** Task **
Copy every item below word for word, leaving out the pictures.
>> START Excerpted data
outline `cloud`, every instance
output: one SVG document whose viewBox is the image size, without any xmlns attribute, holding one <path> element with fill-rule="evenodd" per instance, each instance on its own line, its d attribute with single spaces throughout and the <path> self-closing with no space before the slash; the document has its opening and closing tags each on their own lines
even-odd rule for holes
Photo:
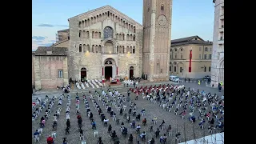
<svg viewBox="0 0 256 144">
<path fill-rule="evenodd" d="M 55 25 L 55 26 L 60 26 L 60 27 L 69 27 L 68 25 Z"/>
<path fill-rule="evenodd" d="M 38 25 L 38 26 L 41 26 L 41 27 L 54 27 L 54 25 L 42 23 L 42 24 Z"/>
<path fill-rule="evenodd" d="M 32 36 L 32 50 L 36 50 L 38 46 L 50 46 L 56 41 L 45 36 Z"/>
<path fill-rule="evenodd" d="M 50 25 L 50 24 L 46 24 L 46 23 L 42 23 L 40 25 L 38 25 L 38 26 L 40 27 L 69 27 L 68 25 Z"/>
<path fill-rule="evenodd" d="M 52 44 L 54 44 L 54 42 L 51 42 L 51 43 L 44 43 L 44 44 L 41 44 L 41 46 L 51 46 Z"/>
<path fill-rule="evenodd" d="M 34 39 L 34 41 L 43 41 L 47 37 L 42 37 L 42 36 L 32 36 L 32 40 Z"/>
</svg>

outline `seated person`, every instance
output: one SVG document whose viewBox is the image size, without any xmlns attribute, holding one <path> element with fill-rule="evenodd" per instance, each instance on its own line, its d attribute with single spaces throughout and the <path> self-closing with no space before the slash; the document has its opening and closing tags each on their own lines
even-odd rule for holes
<svg viewBox="0 0 256 144">
<path fill-rule="evenodd" d="M 54 144 L 54 138 L 50 135 L 47 138 L 46 142 L 47 144 Z"/>
<path fill-rule="evenodd" d="M 136 131 L 139 131 L 140 129 L 141 129 L 141 126 L 139 125 L 138 125 L 137 127 L 136 127 Z"/>
<path fill-rule="evenodd" d="M 139 136 L 141 137 L 141 138 L 145 138 L 145 137 L 146 137 L 146 132 L 145 132 L 145 131 L 143 131 L 143 133 L 142 133 L 142 134 L 141 134 Z"/>
<path fill-rule="evenodd" d="M 144 119 L 142 120 L 142 124 L 143 124 L 143 125 L 146 125 L 146 118 L 144 118 Z"/>
<path fill-rule="evenodd" d="M 126 127 L 123 127 L 123 130 L 122 130 L 122 134 L 127 134 L 127 133 L 128 133 L 127 128 L 126 128 Z"/>
<path fill-rule="evenodd" d="M 39 135 L 39 134 L 40 134 L 40 133 L 38 132 L 38 130 L 36 130 L 35 132 L 34 133 L 34 136 L 35 136 L 35 135 Z"/>
<path fill-rule="evenodd" d="M 117 134 L 115 133 L 115 130 L 113 131 L 113 133 L 111 134 L 111 137 L 112 138 L 114 138 L 114 137 L 117 136 Z"/>
</svg>

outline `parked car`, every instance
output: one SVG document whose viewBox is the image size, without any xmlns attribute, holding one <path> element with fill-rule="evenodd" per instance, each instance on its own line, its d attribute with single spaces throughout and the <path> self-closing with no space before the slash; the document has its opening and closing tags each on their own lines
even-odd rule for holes
<svg viewBox="0 0 256 144">
<path fill-rule="evenodd" d="M 178 78 L 177 76 L 174 75 L 170 75 L 169 78 L 170 81 L 173 81 L 175 82 L 179 82 L 179 78 Z"/>
<path fill-rule="evenodd" d="M 210 79 L 210 76 L 206 75 L 206 76 L 204 77 L 204 79 Z"/>
</svg>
>> END Excerpted data
** The result **
outline `cloud`, every instance
output: one SVG document whose viewBox is the image size, without any xmlns attribute, holding one <path> element with fill-rule="evenodd" per instance, each instance on its own line, its d attribute with single spaces throughout and the <path> self-closing with no space before the slash; the document has its opening and closing tags each on their own lines
even-odd rule for holes
Photo:
<svg viewBox="0 0 256 144">
<path fill-rule="evenodd" d="M 55 25 L 55 26 L 60 26 L 60 27 L 69 27 L 68 25 Z"/>
<path fill-rule="evenodd" d="M 38 25 L 38 26 L 41 26 L 41 27 L 54 27 L 54 25 L 42 23 L 42 24 Z"/>
<path fill-rule="evenodd" d="M 32 36 L 32 50 L 36 50 L 38 46 L 50 46 L 56 41 L 45 36 Z"/>
<path fill-rule="evenodd" d="M 50 25 L 50 24 L 46 24 L 46 23 L 42 23 L 40 25 L 38 25 L 38 26 L 40 27 L 69 27 L 68 25 Z"/>
<path fill-rule="evenodd" d="M 52 44 L 54 44 L 54 42 L 51 42 L 51 43 L 44 43 L 44 44 L 41 44 L 41 46 L 51 46 Z"/>
<path fill-rule="evenodd" d="M 34 39 L 34 41 L 43 41 L 47 37 L 42 37 L 42 36 L 32 36 L 32 40 Z"/>
</svg>

outline `seated person`, every instance
output: one SVG document whose viewBox is the image size, without any xmlns attribute, holding one <path> element with fill-rule="evenodd" per instance, each instance on its own line, its d attribute with single spaces throughout and the <path> self-closing with no space before the slash; the document has its opening and closing tags each on their own lines
even-odd rule for holes
<svg viewBox="0 0 256 144">
<path fill-rule="evenodd" d="M 54 144 L 54 138 L 50 135 L 47 138 L 46 142 L 47 144 Z"/>
<path fill-rule="evenodd" d="M 136 131 L 139 131 L 140 129 L 141 129 L 141 126 L 139 125 L 138 125 L 137 127 L 136 127 Z"/>
<path fill-rule="evenodd" d="M 139 136 L 141 137 L 141 138 L 145 138 L 145 137 L 146 137 L 146 132 L 145 132 L 145 131 L 143 131 L 143 133 L 142 133 L 142 134 L 141 134 Z"/>
<path fill-rule="evenodd" d="M 144 119 L 142 120 L 142 124 L 143 124 L 143 125 L 146 125 L 146 118 L 144 118 Z"/>
<path fill-rule="evenodd" d="M 126 127 L 123 127 L 123 130 L 122 130 L 122 134 L 127 134 L 127 133 L 128 133 L 127 128 L 126 128 Z"/>
<path fill-rule="evenodd" d="M 39 135 L 39 134 L 40 134 L 40 133 L 38 132 L 38 130 L 36 130 L 35 132 L 34 133 L 34 136 L 35 136 L 35 135 Z"/>
<path fill-rule="evenodd" d="M 117 134 L 115 133 L 115 130 L 113 131 L 113 133 L 111 134 L 111 137 L 112 138 L 114 138 L 114 137 L 117 136 Z"/>
</svg>

outline `parked car`, every instance
output: one SVG document whose viewBox is the image size, without any xmlns attribute, holding one <path> element with fill-rule="evenodd" per instance, each instance on its own line, its d attribute with single spaces throughout and the <path> self-closing with no space before the slash; the document has its opening and closing tags each on their own lines
even-odd rule for holes
<svg viewBox="0 0 256 144">
<path fill-rule="evenodd" d="M 178 78 L 177 76 L 174 75 L 170 75 L 169 78 L 170 81 L 173 81 L 175 82 L 179 82 L 179 78 Z"/>
<path fill-rule="evenodd" d="M 210 79 L 210 76 L 206 75 L 206 76 L 204 77 L 204 79 Z"/>
</svg>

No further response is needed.